TASKS TO PERFORM:
• 1. Answer these questions using the passage on the Kingdom of Burundi:
(a) On what date was Rwagasore murdered?
(b) Whom did Mwambutsa IV appoint as Prime Minister after the legislative elections that followed Ngendandumwe's murder?
(c) Before colonization, about how many powerful noble lineages were there on average?
• 2. Continue the passage on the Kingdom of Burundi from the end of its last sentence.

GIVEN PASSAGE:
###
Aided by the Belgian authorities which placed Rwagasore under house arrest, the PDC won the country's first municipal elections in November 1960. In the 1961 Burundian legislative election, however, UPRONA achieved a landslide victory. Rwagasore became Prime Minister and assembled a government of national unity to prepare for full independence. His tenure was cut short when he was murdered on 13 October 1961 by his political rivals; the assassination was probably connected to the Batare-Bezi rivalry. Rwagasore's death derailed his attempts to build national inter-ethnic cohesion and facilitated the growth of Hutu-Tutsi tensions which would dominate the remaining years of the Kingdom of Burundi.

In 1962, the Kingdom of Burundi regained its independence as a constitutional monarchy in which the mwami held executive power and legislative power was given to the parliament. By late 1963, the Burundian government allowed Congolese revolutionary Gaston Soumialot to recruit thousands of fighters along the Burundian-Congolese border. Soumialot and his troops consequently participated in the Simba rebellion. Ethnic violence between the Hutu majority and the Tutsi minority rose between 1963 and 1965. This culminated in the murder of Prime Minister Pierre Ngendandumwe, a Hutu, in January 1965. The following legislative elections resulted in a Hutu majority in the National Assembly, but mwami Mwambutsa IV decided to appoint Léopold Biha, one of his confidants and a Ganwa, as the Prime Minister, hoping to maintain the monarchy's power. In response, a failed coup d'état was launched against the monarchy by Hutu officers in October 1965; Mwambutsa IV fled the country and refused to return, even as he claimed to still hold supreme power. The failed coup strengthened radical Tutsis. Mwambutsa's son, Ntare V, attempted to solve the crisis by deposing his father in the July 1966 coup d'état, but was himself ousted from power in a November 1966 coup d'état by his Prime Minister, Michel Micombero, who abolished the monarchy.

Politics and society

The Kingdom of Burundi was led by the mwami who presided over a large and powerful aristocracy. Before Burundi's colonization, the kingdom was highly decentralized; though this number fluctuated, on average there were 220 powerful noble lineages. The regional elite often held wide independence under the nominal overlordship of the mwami.
###
(Data items)
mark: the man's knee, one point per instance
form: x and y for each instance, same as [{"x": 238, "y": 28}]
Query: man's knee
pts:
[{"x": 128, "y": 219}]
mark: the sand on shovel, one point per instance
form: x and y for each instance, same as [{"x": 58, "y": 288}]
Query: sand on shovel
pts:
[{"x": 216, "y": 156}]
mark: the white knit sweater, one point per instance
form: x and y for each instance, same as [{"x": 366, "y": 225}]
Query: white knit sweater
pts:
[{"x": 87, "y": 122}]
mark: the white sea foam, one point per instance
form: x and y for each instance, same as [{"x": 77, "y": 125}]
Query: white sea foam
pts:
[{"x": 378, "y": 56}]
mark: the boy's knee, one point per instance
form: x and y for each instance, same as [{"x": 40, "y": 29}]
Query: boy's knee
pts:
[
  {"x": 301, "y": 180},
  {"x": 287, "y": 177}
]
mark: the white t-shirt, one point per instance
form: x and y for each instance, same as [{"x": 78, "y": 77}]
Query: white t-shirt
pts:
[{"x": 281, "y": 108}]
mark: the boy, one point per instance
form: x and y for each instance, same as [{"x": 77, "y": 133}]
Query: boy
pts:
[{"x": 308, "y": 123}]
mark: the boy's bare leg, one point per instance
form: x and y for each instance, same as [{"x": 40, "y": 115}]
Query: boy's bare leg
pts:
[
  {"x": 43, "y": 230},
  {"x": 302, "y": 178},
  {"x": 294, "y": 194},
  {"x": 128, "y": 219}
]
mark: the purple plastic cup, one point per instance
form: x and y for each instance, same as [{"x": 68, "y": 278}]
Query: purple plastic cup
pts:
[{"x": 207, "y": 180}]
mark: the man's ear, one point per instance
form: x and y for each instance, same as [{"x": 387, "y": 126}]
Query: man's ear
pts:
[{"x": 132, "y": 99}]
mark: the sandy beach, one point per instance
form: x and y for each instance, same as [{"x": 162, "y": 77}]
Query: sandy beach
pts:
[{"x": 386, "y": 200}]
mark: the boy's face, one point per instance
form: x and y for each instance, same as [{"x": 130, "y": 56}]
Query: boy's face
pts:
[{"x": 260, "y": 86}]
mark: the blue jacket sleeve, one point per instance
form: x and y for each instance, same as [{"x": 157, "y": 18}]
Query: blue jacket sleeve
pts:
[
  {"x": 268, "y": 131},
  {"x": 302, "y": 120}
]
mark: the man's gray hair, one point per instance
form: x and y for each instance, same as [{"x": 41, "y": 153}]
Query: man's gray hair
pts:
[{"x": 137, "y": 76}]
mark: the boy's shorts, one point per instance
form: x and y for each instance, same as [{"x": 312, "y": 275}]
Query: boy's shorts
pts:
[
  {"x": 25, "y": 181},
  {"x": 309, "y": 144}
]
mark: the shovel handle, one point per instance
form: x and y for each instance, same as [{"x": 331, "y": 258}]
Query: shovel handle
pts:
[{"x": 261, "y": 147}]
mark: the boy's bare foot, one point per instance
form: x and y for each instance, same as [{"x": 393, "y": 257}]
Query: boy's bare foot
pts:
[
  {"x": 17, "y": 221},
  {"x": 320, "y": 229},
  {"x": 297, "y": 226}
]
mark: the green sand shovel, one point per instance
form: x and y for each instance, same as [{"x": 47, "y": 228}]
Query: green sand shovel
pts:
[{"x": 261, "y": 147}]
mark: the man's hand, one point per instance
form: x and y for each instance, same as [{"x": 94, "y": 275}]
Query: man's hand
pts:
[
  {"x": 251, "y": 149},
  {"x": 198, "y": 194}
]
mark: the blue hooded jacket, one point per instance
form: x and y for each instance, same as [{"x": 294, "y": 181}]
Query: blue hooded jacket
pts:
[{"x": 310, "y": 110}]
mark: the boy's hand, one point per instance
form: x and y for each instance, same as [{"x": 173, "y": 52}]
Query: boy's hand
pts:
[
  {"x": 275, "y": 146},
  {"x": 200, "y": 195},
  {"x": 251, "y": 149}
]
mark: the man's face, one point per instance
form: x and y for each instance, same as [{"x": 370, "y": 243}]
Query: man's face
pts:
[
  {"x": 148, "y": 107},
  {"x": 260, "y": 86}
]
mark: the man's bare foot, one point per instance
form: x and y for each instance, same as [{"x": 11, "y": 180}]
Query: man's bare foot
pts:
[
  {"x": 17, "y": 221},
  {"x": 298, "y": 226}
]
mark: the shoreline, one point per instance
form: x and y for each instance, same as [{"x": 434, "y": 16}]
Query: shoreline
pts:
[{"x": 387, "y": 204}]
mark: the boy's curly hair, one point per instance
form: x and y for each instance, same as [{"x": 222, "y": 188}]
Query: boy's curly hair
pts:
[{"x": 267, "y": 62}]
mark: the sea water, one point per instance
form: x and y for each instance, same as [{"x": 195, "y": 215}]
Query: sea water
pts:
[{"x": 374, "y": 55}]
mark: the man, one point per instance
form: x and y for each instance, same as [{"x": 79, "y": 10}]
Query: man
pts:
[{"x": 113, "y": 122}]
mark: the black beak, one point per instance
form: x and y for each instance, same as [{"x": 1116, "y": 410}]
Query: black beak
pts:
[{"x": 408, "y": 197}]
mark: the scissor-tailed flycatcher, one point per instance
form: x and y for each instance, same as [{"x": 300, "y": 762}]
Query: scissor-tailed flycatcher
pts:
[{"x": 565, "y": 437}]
###
ANSWERS IN ORDER:
• 1.
(a) 13 October 1961
(b) Léopold Biha
(c) 220

• 2.
The flag of the kingdom contained a karyenda in the center as a symbol of royal authority.

Colonial system 

After the colonization of Burundi, a series of colonial residents were appointed to oversee the country, first by Germany and then by Belgium. These residents had far-reaching power, and also involved themselves in the internal politics of the kingdom. For instance, resident Langenn-Steinkeller appointed the regency council which governered Burundi during the minority of Mwambutsa IV. However, the resident system never fully functioned during the German rule, as most of the residents held their post only for a short time. In contrast, the Catholic Church and its representatives quickly garnered great influence in Burundi.

Social classes 
The royal clan, the Ganwa (or Baganwa), formed Burundi's leading elite. Though often associated with the Tutsis, the Ganwa constituted a socially, politically, and to some extent ethnically distinct group. Ranking directly below the Ganwa were the Banyamabanga, a prestigious and wealthy social class that assumed important political and ritualist positions at the royal court, the courts of regional leaders, and among the remaining population. The majority of the Banyamabanga belonged to Hutu lineages, most importantly the Bajiji; they were important enough to be involved in the selection processes for the mwami since the 19th century.

The Ganwa and Banyamabanga led the native administration which included the local authorities (Batware), delegates (Vyariho), and arbiters (Bashingantahe); these could be Tutsis or Hutus. The commoners were called Banyagihugu, including all who held no official positions, worked for their basic subsistence, and were required to provide tribute and serve as soldiers in war. The Banyagihugu were further divided into agriculturalists (birimizi), pastoralists (borozi), and artisans (banyamyuga). The majority of the birimizi were Hutus, while most Tutsis lived as borozi, though Hutu agriculturalists also often possessed cattle and Tutsi pastoralists grew crops. Generally, there was little hard distinction between Hutus and Tutsis during much of the kingdom's history. In fact, the Hima subgroup of the Tutsi was regarded as less prestigious than both the Ruguru-Tutsis and the Hutus; while the Ganwa intermarried with Rugurus and Hutus, they would not take Hima spouses. The bottom of the social hierarchy was formed by the Twa who lived as either hunter-gatherers or as potters. Even the Twa could advance socially, however, and be adopted into the clans belonging to other ethnic groups.

Legacy
Most members of the royal house live in exile in France today. In the 2005 elections, Princess Esther Kamatari ran for president for the Party for the Restoration of Monarchy and Dialogue in Burundi (Abahuza). Supporters believe that a restoration of a constitutional monarchy could help to ease the country's ethnic tensions.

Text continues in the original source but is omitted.